Written request: Substitute "Object" for every "Target" in the items below, and copy them out otherwise unchanged without the pictures.

(Part of a data file)
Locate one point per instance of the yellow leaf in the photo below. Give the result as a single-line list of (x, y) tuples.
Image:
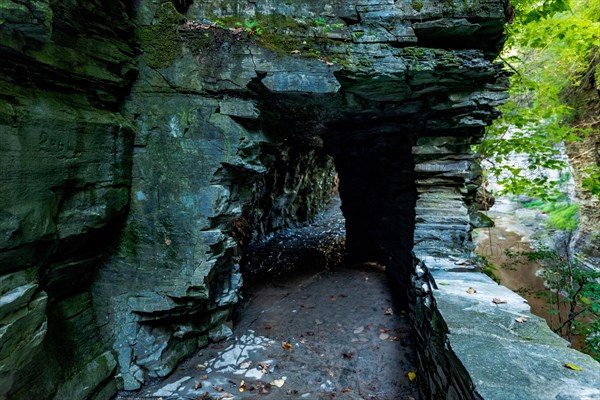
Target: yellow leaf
[(573, 367), (278, 382)]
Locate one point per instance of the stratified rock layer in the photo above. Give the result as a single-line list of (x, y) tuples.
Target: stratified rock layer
[(126, 203), (65, 162)]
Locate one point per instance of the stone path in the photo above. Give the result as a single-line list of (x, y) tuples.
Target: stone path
[(309, 333)]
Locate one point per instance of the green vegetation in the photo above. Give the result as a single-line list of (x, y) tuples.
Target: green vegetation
[(160, 41), (417, 5), (574, 298), (561, 214), (550, 45)]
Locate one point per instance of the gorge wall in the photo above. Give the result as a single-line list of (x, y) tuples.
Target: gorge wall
[(144, 143)]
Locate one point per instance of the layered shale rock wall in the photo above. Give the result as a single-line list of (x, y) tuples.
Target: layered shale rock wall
[(144, 144)]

Task result:
Locate one point per instance of the yellow leaf in the photo below. Give the result as a single-line list of (x, y) tuples.
Image:
Object: yellow leaf
[(573, 367), (278, 382)]
Locate one point per instance of the stratified rock layer in the photo above. Give the result as a single-line list of (x, y) tuples.
Object: stratified rock layer
[(126, 203), (65, 162)]
Locate one point per instance of the stone path in the photo above. Give the result as a single-line list of (x, y) tuples.
Object: stone path
[(309, 333)]
Locate one point per instance of the green vegetation in the photo above. Give the result as a single-line list of (x, y) tuples.
Object: green vegetation
[(160, 41), (417, 5), (574, 298), (561, 214), (550, 45)]
Locate one point per instance of the gorge wall in the photo above. Give the result as a single-line list of (x, y) tuples.
Object: gorge wall
[(144, 143)]
Locate one point per instance of the layered shale rock wall in the photo above. Give the result as a single-line list of (x, y) tuples.
Object: layered shale rock wall
[(144, 144)]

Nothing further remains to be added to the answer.